Available records:
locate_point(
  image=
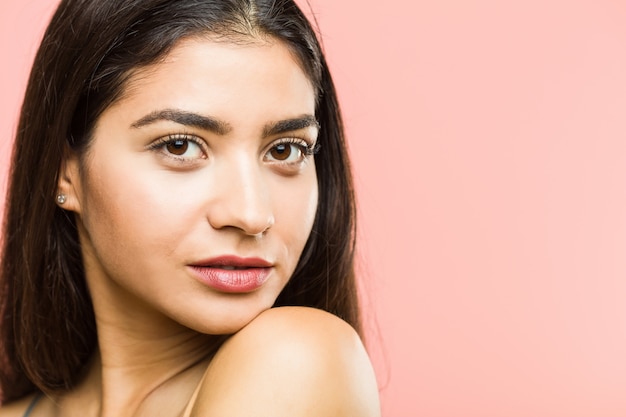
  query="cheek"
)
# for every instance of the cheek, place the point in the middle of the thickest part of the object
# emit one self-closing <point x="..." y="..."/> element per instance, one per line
<point x="130" y="213"/>
<point x="295" y="209"/>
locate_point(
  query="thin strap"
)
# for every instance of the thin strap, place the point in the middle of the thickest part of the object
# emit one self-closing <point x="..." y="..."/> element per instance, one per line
<point x="32" y="404"/>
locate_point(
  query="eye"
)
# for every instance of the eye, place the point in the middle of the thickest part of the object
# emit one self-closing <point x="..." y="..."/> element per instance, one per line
<point x="180" y="147"/>
<point x="289" y="151"/>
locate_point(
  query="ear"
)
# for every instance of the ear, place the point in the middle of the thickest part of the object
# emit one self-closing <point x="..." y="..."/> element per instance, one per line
<point x="68" y="195"/>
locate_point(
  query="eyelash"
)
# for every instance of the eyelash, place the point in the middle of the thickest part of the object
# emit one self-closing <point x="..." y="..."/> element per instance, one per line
<point x="307" y="149"/>
<point x="161" y="143"/>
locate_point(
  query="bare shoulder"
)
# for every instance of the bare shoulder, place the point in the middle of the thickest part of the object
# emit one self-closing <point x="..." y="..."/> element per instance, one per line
<point x="16" y="408"/>
<point x="290" y="361"/>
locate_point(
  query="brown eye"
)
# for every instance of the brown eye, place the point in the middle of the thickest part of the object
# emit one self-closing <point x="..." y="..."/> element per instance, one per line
<point x="281" y="151"/>
<point x="178" y="147"/>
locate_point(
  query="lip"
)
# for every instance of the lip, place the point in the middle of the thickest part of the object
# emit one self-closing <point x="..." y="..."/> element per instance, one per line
<point x="217" y="273"/>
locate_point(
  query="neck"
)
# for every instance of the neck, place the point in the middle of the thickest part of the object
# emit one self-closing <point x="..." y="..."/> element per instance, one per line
<point x="141" y="352"/>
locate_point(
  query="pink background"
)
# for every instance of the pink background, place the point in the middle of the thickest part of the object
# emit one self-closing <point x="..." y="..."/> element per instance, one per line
<point x="489" y="151"/>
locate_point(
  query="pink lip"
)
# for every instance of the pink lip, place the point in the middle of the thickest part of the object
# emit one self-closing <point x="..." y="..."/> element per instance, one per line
<point x="251" y="273"/>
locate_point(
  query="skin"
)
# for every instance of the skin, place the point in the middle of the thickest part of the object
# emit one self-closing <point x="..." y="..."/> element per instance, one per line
<point x="146" y="214"/>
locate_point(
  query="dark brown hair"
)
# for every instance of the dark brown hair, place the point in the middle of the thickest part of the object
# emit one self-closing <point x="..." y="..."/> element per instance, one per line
<point x="47" y="324"/>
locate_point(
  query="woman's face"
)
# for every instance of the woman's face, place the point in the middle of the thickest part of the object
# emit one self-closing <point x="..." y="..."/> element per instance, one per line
<point x="199" y="190"/>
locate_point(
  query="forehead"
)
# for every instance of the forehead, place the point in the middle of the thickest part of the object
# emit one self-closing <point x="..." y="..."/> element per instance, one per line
<point x="219" y="64"/>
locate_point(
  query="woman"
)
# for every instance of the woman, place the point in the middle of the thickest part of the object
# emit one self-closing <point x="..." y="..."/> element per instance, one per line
<point x="180" y="169"/>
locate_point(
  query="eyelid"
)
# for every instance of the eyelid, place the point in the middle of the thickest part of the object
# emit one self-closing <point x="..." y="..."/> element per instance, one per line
<point x="310" y="147"/>
<point x="158" y="145"/>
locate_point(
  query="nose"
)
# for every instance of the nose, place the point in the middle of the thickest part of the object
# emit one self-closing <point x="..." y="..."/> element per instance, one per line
<point x="240" y="198"/>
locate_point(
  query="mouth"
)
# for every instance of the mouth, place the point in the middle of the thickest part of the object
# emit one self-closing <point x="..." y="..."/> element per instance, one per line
<point x="232" y="274"/>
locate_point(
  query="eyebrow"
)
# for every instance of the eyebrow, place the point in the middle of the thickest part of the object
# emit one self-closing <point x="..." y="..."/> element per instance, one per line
<point x="290" y="125"/>
<point x="187" y="118"/>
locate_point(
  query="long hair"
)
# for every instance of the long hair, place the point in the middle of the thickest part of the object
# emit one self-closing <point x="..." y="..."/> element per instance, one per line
<point x="47" y="324"/>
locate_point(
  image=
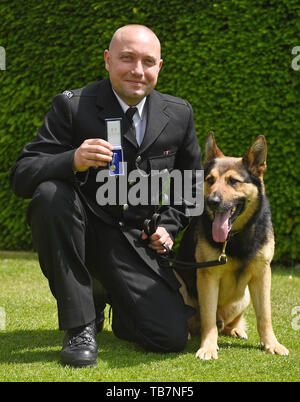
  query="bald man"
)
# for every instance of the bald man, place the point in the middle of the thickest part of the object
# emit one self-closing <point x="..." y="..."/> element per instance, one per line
<point x="84" y="244"/>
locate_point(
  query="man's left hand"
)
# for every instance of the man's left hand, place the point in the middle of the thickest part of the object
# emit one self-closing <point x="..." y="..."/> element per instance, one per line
<point x="156" y="241"/>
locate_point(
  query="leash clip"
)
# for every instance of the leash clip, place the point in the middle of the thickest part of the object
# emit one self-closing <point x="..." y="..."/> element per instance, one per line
<point x="223" y="257"/>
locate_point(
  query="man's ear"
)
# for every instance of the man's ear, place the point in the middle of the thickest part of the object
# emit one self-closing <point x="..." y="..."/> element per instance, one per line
<point x="211" y="148"/>
<point x="256" y="156"/>
<point x="106" y="59"/>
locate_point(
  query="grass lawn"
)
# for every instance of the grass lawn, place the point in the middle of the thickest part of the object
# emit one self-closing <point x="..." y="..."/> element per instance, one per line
<point x="30" y="343"/>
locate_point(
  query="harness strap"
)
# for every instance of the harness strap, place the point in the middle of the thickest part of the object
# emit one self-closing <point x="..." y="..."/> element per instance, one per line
<point x="196" y="265"/>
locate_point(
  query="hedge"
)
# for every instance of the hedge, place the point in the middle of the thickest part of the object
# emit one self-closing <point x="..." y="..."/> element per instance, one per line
<point x="232" y="60"/>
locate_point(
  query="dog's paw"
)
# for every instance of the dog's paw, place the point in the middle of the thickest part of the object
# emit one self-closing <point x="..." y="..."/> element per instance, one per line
<point x="237" y="333"/>
<point x="207" y="353"/>
<point x="276" y="349"/>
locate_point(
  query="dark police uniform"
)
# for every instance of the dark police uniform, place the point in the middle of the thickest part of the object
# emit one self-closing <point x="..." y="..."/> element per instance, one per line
<point x="77" y="239"/>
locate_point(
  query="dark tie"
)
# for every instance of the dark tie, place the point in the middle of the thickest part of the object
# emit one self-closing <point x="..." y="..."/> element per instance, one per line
<point x="130" y="113"/>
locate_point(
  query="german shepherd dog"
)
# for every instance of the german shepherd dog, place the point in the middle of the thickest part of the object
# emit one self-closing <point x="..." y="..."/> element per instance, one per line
<point x="237" y="210"/>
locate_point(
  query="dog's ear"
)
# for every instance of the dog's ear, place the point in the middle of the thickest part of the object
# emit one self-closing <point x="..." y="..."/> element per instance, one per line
<point x="211" y="148"/>
<point x="255" y="159"/>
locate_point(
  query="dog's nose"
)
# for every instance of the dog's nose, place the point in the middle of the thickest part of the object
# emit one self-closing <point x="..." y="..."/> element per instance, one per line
<point x="213" y="202"/>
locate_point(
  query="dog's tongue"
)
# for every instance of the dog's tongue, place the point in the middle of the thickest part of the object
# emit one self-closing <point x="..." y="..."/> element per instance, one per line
<point x="220" y="226"/>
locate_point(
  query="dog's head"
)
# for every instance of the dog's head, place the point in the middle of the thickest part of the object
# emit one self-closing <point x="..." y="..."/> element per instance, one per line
<point x="232" y="186"/>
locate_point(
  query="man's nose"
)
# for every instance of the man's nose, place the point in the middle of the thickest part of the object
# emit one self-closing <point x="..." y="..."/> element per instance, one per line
<point x="138" y="68"/>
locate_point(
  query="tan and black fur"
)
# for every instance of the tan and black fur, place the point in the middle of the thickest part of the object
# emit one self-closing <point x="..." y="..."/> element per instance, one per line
<point x="233" y="187"/>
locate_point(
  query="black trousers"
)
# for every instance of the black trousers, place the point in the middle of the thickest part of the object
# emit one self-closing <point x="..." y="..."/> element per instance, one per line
<point x="75" y="248"/>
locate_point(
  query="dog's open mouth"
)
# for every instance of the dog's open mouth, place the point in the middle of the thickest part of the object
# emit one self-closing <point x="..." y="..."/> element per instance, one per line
<point x="223" y="221"/>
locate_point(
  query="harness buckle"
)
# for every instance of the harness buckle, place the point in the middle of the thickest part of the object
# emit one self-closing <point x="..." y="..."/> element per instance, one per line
<point x="223" y="257"/>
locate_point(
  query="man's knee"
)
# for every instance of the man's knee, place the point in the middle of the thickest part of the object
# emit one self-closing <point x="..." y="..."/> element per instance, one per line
<point x="166" y="340"/>
<point x="51" y="198"/>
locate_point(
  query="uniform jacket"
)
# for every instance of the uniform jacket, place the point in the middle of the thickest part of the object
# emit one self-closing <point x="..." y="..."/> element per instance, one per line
<point x="169" y="143"/>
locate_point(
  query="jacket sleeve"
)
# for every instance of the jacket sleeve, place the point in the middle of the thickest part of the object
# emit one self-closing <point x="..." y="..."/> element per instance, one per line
<point x="175" y="217"/>
<point x="49" y="155"/>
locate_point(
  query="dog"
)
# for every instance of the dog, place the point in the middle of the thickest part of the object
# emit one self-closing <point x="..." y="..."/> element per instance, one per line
<point x="236" y="210"/>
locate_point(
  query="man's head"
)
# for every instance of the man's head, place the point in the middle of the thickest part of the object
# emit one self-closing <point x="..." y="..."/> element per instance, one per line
<point x="133" y="62"/>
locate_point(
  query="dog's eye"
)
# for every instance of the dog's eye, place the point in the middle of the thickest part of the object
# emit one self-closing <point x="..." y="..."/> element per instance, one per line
<point x="210" y="180"/>
<point x="232" y="181"/>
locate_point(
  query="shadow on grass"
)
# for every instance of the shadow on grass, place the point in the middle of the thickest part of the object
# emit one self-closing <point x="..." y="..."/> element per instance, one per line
<point x="29" y="346"/>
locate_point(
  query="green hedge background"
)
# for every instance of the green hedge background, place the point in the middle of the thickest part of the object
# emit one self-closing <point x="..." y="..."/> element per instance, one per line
<point x="231" y="60"/>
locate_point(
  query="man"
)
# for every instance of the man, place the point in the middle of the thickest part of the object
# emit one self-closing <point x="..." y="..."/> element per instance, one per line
<point x="79" y="241"/>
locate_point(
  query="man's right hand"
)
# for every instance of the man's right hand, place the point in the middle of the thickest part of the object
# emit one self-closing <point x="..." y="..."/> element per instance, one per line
<point x="92" y="152"/>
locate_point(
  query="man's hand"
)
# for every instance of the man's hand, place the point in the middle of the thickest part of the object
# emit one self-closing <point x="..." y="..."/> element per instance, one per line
<point x="157" y="240"/>
<point x="92" y="152"/>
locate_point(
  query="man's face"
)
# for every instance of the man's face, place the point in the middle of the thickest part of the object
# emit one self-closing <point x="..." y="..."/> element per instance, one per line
<point x="133" y="62"/>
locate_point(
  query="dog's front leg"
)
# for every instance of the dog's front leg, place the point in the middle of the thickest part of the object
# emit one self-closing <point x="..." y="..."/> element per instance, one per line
<point x="208" y="290"/>
<point x="260" y="291"/>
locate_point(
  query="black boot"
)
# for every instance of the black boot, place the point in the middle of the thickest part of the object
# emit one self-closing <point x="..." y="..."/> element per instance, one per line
<point x="80" y="348"/>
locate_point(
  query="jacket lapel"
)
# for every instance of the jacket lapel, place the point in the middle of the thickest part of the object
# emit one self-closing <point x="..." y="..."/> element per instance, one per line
<point x="156" y="121"/>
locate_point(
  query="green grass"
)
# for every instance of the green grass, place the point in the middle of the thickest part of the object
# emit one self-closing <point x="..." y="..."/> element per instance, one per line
<point x="30" y="344"/>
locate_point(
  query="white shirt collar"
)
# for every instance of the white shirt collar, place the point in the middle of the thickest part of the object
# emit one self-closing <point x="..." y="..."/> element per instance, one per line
<point x="124" y="106"/>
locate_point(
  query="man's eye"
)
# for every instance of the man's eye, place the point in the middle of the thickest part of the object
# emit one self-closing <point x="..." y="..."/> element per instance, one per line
<point x="210" y="180"/>
<point x="149" y="62"/>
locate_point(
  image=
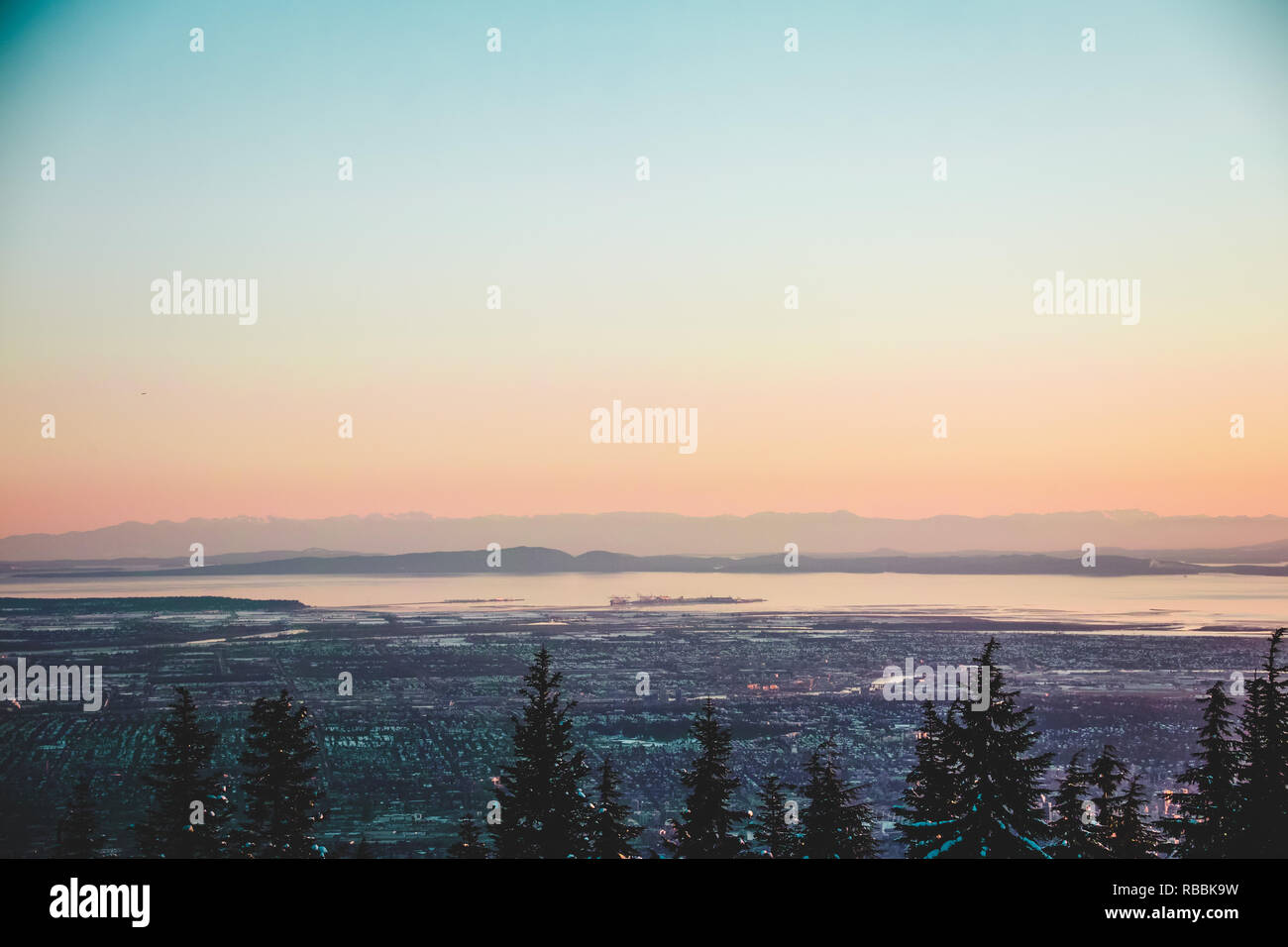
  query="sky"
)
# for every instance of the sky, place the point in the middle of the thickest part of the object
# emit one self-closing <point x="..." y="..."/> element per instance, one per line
<point x="518" y="169"/>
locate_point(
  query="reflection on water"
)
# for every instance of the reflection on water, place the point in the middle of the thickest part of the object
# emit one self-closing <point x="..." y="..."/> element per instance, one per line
<point x="1190" y="602"/>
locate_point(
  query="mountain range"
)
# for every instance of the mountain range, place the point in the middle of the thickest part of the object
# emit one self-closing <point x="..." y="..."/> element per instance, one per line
<point x="244" y="540"/>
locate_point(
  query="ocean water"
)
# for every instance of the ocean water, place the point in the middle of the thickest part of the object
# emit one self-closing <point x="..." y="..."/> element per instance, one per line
<point x="1189" y="602"/>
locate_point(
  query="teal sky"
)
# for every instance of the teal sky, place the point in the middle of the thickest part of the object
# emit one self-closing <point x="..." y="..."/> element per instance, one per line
<point x="516" y="169"/>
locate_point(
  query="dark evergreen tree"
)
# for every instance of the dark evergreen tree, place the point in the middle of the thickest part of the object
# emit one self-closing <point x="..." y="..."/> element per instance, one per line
<point x="77" y="830"/>
<point x="1108" y="772"/>
<point x="837" y="823"/>
<point x="281" y="781"/>
<point x="1000" y="785"/>
<point x="774" y="834"/>
<point x="931" y="801"/>
<point x="1133" y="836"/>
<point x="1263" y="732"/>
<point x="469" y="841"/>
<point x="1073" y="828"/>
<point x="706" y="827"/>
<point x="180" y="776"/>
<point x="544" y="812"/>
<point x="1210" y="815"/>
<point x="610" y="832"/>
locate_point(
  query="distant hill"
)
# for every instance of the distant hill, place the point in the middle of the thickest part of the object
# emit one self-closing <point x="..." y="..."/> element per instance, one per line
<point x="536" y="561"/>
<point x="655" y="534"/>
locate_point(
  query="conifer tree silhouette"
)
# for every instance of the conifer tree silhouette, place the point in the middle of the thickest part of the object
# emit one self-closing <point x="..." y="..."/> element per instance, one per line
<point x="999" y="784"/>
<point x="1210" y="814"/>
<point x="706" y="827"/>
<point x="773" y="834"/>
<point x="544" y="810"/>
<point x="1073" y="828"/>
<point x="180" y="776"/>
<point x="837" y="823"/>
<point x="1263" y="735"/>
<point x="281" y="783"/>
<point x="1107" y="775"/>
<point x="931" y="801"/>
<point x="1133" y="836"/>
<point x="610" y="832"/>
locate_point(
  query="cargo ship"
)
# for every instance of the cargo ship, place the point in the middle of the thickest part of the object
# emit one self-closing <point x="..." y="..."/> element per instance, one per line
<point x="623" y="602"/>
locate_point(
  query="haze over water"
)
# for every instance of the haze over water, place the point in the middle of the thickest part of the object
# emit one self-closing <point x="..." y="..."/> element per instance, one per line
<point x="1192" y="602"/>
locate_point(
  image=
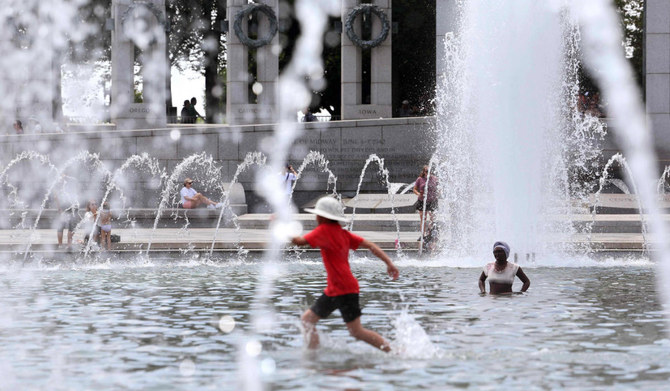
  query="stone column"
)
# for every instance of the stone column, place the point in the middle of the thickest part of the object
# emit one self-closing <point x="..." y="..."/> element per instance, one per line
<point x="238" y="109"/>
<point x="139" y="24"/>
<point x="381" y="89"/>
<point x="657" y="71"/>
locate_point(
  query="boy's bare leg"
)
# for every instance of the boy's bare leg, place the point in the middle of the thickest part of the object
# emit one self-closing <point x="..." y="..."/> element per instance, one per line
<point x="359" y="332"/>
<point x="309" y="319"/>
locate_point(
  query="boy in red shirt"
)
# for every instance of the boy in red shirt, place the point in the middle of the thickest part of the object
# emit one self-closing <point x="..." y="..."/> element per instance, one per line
<point x="342" y="290"/>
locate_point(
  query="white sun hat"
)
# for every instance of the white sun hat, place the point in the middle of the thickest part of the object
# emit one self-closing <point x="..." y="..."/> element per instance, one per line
<point x="329" y="208"/>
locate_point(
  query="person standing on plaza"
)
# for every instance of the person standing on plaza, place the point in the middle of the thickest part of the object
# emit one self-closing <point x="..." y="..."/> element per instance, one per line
<point x="193" y="113"/>
<point x="289" y="177"/>
<point x="66" y="203"/>
<point x="342" y="290"/>
<point x="191" y="199"/>
<point x="18" y="127"/>
<point x="429" y="198"/>
<point x="186" y="113"/>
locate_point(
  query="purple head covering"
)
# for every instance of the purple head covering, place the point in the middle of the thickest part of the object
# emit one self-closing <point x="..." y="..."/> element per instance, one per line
<point x="502" y="245"/>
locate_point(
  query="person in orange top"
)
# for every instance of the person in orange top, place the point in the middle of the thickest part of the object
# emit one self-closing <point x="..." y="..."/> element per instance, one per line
<point x="342" y="289"/>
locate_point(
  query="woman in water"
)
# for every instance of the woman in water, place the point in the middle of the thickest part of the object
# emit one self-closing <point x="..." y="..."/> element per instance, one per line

What you will do: Pick out each line of the data above that contains the string "covering", and copy every such line in full.

Answer to the task:
  query="purple head covering"
# for every instance of the purple head covering, place the point in the middle of the thickest part of the object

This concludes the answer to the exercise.